+++ Voci estratte +++

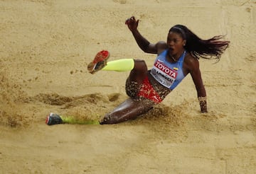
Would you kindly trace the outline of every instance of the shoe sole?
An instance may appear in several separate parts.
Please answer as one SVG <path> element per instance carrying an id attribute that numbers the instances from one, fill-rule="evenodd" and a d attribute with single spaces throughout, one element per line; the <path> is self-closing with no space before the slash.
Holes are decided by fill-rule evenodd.
<path id="1" fill-rule="evenodd" d="M 110 57 L 110 54 L 107 50 L 102 50 L 102 51 L 100 51 L 98 53 L 97 53 L 93 61 L 92 62 L 90 62 L 87 66 L 87 70 L 89 71 L 89 72 L 91 74 L 94 74 L 94 73 L 97 72 L 97 71 L 100 70 L 101 69 L 102 69 L 105 66 L 105 65 L 107 64 L 107 63 L 105 62 L 107 60 L 107 59 Z M 104 62 L 103 67 L 100 67 L 98 69 L 95 69 L 97 64 L 100 62 Z"/>

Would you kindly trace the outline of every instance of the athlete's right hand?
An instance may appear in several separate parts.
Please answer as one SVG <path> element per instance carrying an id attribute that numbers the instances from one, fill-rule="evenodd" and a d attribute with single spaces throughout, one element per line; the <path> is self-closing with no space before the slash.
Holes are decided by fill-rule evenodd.
<path id="1" fill-rule="evenodd" d="M 137 30 L 138 27 L 139 20 L 136 20 L 134 16 L 132 16 L 125 21 L 125 24 L 127 25 L 129 29 L 132 32 Z"/>

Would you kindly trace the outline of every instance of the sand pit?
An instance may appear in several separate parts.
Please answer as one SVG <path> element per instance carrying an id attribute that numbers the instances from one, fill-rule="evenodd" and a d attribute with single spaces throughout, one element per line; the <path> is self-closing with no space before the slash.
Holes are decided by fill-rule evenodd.
<path id="1" fill-rule="evenodd" d="M 4 0 L 0 13 L 0 173 L 255 173 L 255 1 Z M 50 112 L 100 119 L 127 98 L 129 72 L 86 67 L 101 50 L 151 67 L 124 25 L 132 16 L 152 42 L 175 24 L 226 35 L 218 63 L 200 60 L 209 112 L 188 76 L 135 120 L 46 125 Z"/>

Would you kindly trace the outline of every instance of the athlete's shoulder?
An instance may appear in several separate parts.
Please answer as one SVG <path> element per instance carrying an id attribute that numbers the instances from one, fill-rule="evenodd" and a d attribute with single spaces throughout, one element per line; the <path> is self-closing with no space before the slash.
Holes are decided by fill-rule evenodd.
<path id="1" fill-rule="evenodd" d="M 186 68 L 188 69 L 188 71 L 199 68 L 198 59 L 196 57 L 193 57 L 189 52 L 188 52 L 185 57 L 184 63 L 184 65 L 186 66 Z"/>

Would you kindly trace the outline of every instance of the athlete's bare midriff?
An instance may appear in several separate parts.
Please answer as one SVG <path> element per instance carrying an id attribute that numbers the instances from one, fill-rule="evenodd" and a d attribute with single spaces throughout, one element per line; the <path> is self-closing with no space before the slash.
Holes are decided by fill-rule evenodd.
<path id="1" fill-rule="evenodd" d="M 171 89 L 167 88 L 166 87 L 160 84 L 151 74 L 150 70 L 148 71 L 148 77 L 150 83 L 152 85 L 153 88 L 159 93 L 160 97 L 164 100 L 164 98 L 171 91 Z"/>

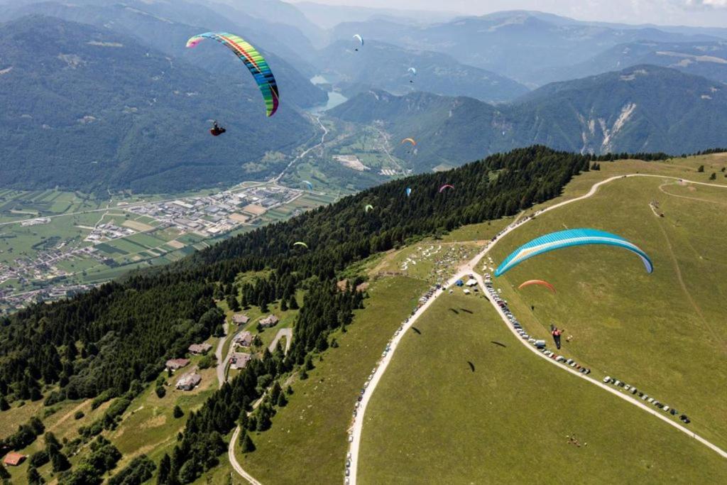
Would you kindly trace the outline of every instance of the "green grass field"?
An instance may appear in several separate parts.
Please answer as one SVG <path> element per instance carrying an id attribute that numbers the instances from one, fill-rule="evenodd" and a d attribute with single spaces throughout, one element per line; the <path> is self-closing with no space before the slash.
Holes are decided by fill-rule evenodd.
<path id="1" fill-rule="evenodd" d="M 714 452 L 532 356 L 481 297 L 443 295 L 415 326 L 367 409 L 361 484 L 727 480 Z"/>
<path id="2" fill-rule="evenodd" d="M 264 484 L 342 481 L 347 429 L 358 390 L 425 287 L 403 277 L 371 285 L 366 308 L 356 312 L 346 333 L 333 335 L 340 346 L 316 360 L 308 380 L 293 382 L 294 393 L 273 417 L 273 428 L 252 436 L 257 449 L 243 456 L 238 448 L 246 470 Z"/>
<path id="3" fill-rule="evenodd" d="M 621 234 L 651 257 L 647 274 L 628 252 L 585 246 L 528 260 L 497 278 L 513 313 L 531 334 L 545 338 L 551 323 L 572 334 L 569 355 L 616 377 L 686 413 L 691 429 L 727 446 L 727 295 L 723 257 L 727 215 L 720 211 L 727 188 L 693 191 L 666 182 L 694 200 L 659 190 L 659 178 L 618 180 L 586 201 L 539 217 L 503 239 L 495 262 L 533 237 L 566 227 L 593 227 Z M 658 201 L 664 217 L 649 202 Z M 531 278 L 558 289 L 515 292 Z M 534 305 L 535 310 L 530 307 Z"/>

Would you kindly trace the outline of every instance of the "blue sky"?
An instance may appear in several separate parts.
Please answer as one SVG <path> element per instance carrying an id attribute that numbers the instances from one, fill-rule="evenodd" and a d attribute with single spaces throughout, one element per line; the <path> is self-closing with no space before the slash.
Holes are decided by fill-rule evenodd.
<path id="1" fill-rule="evenodd" d="M 294 3 L 297 0 L 288 0 Z M 298 0 L 302 1 L 302 0 Z M 540 10 L 584 20 L 727 27 L 727 0 L 310 0 L 332 5 L 482 15 Z"/>

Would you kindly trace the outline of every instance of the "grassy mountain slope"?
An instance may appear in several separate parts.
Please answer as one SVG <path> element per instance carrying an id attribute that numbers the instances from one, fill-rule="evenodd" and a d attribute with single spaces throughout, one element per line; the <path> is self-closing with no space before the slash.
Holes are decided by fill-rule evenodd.
<path id="1" fill-rule="evenodd" d="M 137 192 L 227 185 L 269 175 L 276 167 L 246 164 L 313 134 L 290 107 L 266 119 L 241 68 L 239 84 L 210 79 L 113 31 L 29 17 L 0 28 L 0 45 L 5 185 Z M 244 135 L 212 138 L 211 118 Z"/>
<path id="2" fill-rule="evenodd" d="M 652 274 L 624 252 L 577 248 L 534 258 L 496 283 L 531 334 L 546 338 L 551 323 L 564 327 L 574 336 L 564 345 L 569 356 L 686 413 L 691 428 L 724 448 L 727 425 L 721 417 L 727 409 L 720 388 L 727 374 L 720 362 L 727 354 L 727 329 L 720 323 L 724 320 L 720 302 L 727 292 L 727 265 L 719 256 L 724 244 L 718 235 L 727 228 L 720 211 L 727 194 L 721 172 L 727 157 L 674 164 L 680 174 L 672 176 L 707 182 L 715 172 L 716 183 L 724 187 L 681 185 L 658 177 L 618 180 L 587 201 L 539 217 L 508 235 L 493 254 L 502 260 L 521 243 L 564 226 L 593 227 L 622 234 L 643 248 L 654 262 Z M 620 164 L 602 164 L 598 175 L 668 173 L 651 167 L 660 164 L 640 164 L 629 171 Z M 706 173 L 696 172 L 701 164 Z M 654 201 L 664 217 L 650 208 Z M 557 297 L 513 289 L 531 278 L 554 284 Z"/>
<path id="3" fill-rule="evenodd" d="M 394 94 L 425 91 L 448 96 L 470 96 L 484 101 L 507 101 L 528 92 L 512 79 L 460 64 L 441 53 L 406 50 L 390 44 L 367 42 L 354 51 L 355 39 L 338 41 L 321 52 L 323 73 L 347 96 L 371 88 Z M 417 70 L 416 76 L 408 71 Z"/>
<path id="4" fill-rule="evenodd" d="M 416 326 L 371 397 L 361 484 L 727 477 L 712 450 L 531 355 L 481 295 L 443 295 Z"/>
<path id="5" fill-rule="evenodd" d="M 554 83 L 510 105 L 413 93 L 362 93 L 330 111 L 345 121 L 377 120 L 394 139 L 419 140 L 419 171 L 457 165 L 475 153 L 531 143 L 596 153 L 680 153 L 727 144 L 727 92 L 715 81 L 656 66 Z M 403 156 L 406 148 L 394 147 Z"/>
<path id="6" fill-rule="evenodd" d="M 49 406 L 108 391 L 124 396 L 116 403 L 135 401 L 163 372 L 167 358 L 184 355 L 193 342 L 220 334 L 223 300 L 267 313 L 267 305 L 277 305 L 294 292 L 305 292 L 288 354 L 266 353 L 253 361 L 198 412 L 189 414 L 171 454 L 172 478 L 162 481 L 175 483 L 178 478 L 190 483 L 216 467 L 226 447 L 224 437 L 246 417 L 245 412 L 268 384 L 278 379 L 284 383 L 310 369 L 307 363 L 314 356 L 335 347 L 332 335 L 352 323 L 352 311 L 361 305 L 360 294 L 336 289 L 337 278 L 343 276 L 361 281 L 361 270 L 352 265 L 412 238 L 513 214 L 547 200 L 587 166 L 585 157 L 532 147 L 447 174 L 398 180 L 229 239 L 177 264 L 4 317 L 0 390 L 12 409 L 0 416 L 11 418 L 22 409 L 21 400 L 35 403 L 52 397 Z M 443 181 L 457 189 L 438 194 Z M 414 191 L 409 198 L 404 193 L 407 185 Z M 374 212 L 363 210 L 369 203 Z M 307 242 L 307 250 L 292 246 L 299 240 Z M 262 270 L 268 275 L 265 281 L 252 284 L 238 278 Z M 297 300 L 294 306 L 300 302 Z M 289 308 L 294 307 L 290 303 Z M 251 433 L 266 430 L 270 415 L 281 407 L 268 399 L 256 412 L 254 424 L 250 420 L 246 426 Z M 111 408 L 126 412 L 116 404 Z M 128 405 L 126 409 L 133 411 Z M 94 422 L 79 430 L 71 450 L 99 433 L 113 438 L 115 417 Z M 30 441 L 27 433 L 2 438 L 23 449 L 35 436 Z"/>

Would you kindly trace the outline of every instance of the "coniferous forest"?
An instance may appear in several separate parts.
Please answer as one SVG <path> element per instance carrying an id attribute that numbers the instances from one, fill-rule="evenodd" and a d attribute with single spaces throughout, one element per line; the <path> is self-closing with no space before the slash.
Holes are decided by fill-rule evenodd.
<path id="1" fill-rule="evenodd" d="M 290 351 L 265 351 L 201 409 L 190 413 L 172 456 L 159 463 L 160 483 L 190 483 L 217 463 L 226 447 L 222 436 L 236 424 L 250 430 L 270 427 L 275 407 L 285 405 L 285 391 L 273 385 L 248 416 L 252 402 L 281 374 L 297 368 L 305 374 L 312 366 L 310 353 L 325 350 L 329 334 L 351 323 L 363 297 L 337 287 L 342 270 L 412 239 L 512 215 L 552 199 L 574 175 L 588 170 L 591 160 L 538 145 L 450 172 L 396 180 L 230 239 L 167 267 L 3 317 L 3 400 L 7 404 L 44 399 L 52 404 L 65 398 L 116 398 L 109 410 L 120 409 L 120 415 L 124 404 L 157 377 L 166 359 L 182 355 L 193 342 L 218 334 L 224 314 L 215 300 L 236 301 L 241 294 L 247 304 L 262 306 L 281 300 L 297 305 L 295 291 L 304 290 Z M 444 184 L 454 188 L 440 193 Z M 410 196 L 406 188 L 411 189 Z M 364 211 L 367 204 L 374 210 Z M 297 241 L 305 241 L 308 249 L 294 247 Z M 262 270 L 269 274 L 262 282 L 236 286 L 238 273 Z M 113 427 L 116 417 L 84 429 L 84 437 L 90 440 Z M 19 448 L 42 433 L 33 431 L 31 425 L 26 428 L 23 436 L 4 437 L 4 448 Z"/>

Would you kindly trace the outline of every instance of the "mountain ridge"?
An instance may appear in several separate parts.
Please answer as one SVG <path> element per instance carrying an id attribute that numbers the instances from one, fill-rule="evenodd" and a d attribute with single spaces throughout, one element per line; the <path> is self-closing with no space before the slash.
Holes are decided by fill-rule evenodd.
<path id="1" fill-rule="evenodd" d="M 466 97 L 369 91 L 331 111 L 382 121 L 394 138 L 419 140 L 418 172 L 518 146 L 579 153 L 696 152 L 727 143 L 726 88 L 673 69 L 640 65 L 553 83 L 497 106 Z M 394 153 L 404 156 L 401 147 Z"/>

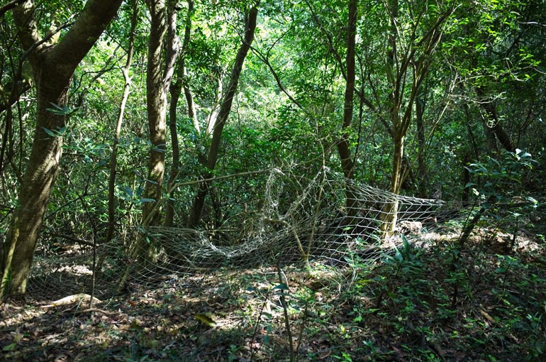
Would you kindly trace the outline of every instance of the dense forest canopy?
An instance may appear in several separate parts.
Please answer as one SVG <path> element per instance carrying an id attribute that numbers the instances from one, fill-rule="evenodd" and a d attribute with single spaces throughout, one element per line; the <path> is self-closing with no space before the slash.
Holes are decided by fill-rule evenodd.
<path id="1" fill-rule="evenodd" d="M 0 13 L 2 299 L 27 292 L 37 251 L 60 241 L 115 246 L 138 260 L 126 280 L 182 258 L 128 230 L 236 248 L 258 217 L 289 227 L 273 214 L 306 192 L 317 225 L 335 198 L 343 233 L 360 237 L 372 207 L 372 239 L 396 234 L 406 202 L 372 206 L 361 185 L 465 213 L 462 246 L 487 213 L 536 209 L 545 191 L 543 0 L 13 0 Z M 339 190 L 307 186 L 324 170 Z M 292 181 L 273 190 L 275 172 Z M 293 231 L 308 256 L 314 229 Z"/>

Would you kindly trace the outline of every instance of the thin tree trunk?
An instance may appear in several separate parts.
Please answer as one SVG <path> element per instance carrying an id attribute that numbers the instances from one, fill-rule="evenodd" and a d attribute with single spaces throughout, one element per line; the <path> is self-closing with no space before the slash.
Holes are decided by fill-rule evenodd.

+++

Compito da svolgere: Nell'elenco, cambia "outline" in "contour" in tutto il tratto che va dalla riga contenente "the athlete's shoulder?" giù fino alla riga contenente "171 89 L 167", entrambe incluse. Riporta soltanto quelle righe, lasciando invariato tutto il resto.

Risposta scritta:
Would you kindly trace the contour of every instance of the athlete's shoulder?
An instance may appear in several separate parts.
Please answer as one SVG <path> element per instance carrying an id attribute that numbers the instances from one, fill-rule="evenodd" and a d attribute with single spaces throughout, one element per line; the <path> is self-closing with no space before the slash.
Holes are decided by fill-rule evenodd.
<path id="1" fill-rule="evenodd" d="M 186 68 L 188 69 L 188 71 L 199 68 L 198 59 L 196 57 L 193 57 L 189 52 L 188 52 L 185 57 L 184 63 L 184 65 L 186 66 Z"/>

Would you kindly trace the contour of every instance of the athlete's bare midriff?
An instance may appear in several separate parts.
Please answer as one SVG <path> element per instance carrying an id attribute that numbers the instances from one, fill-rule="evenodd" and a d attribute with single spaces throughout, one element per line; the <path> is self-closing with no space before the slash.
Holes are decided by fill-rule evenodd.
<path id="1" fill-rule="evenodd" d="M 171 89 L 167 88 L 166 87 L 160 84 L 151 74 L 150 70 L 148 71 L 148 77 L 150 83 L 152 85 L 153 88 L 159 93 L 160 97 L 164 100 L 164 98 L 171 91 Z"/>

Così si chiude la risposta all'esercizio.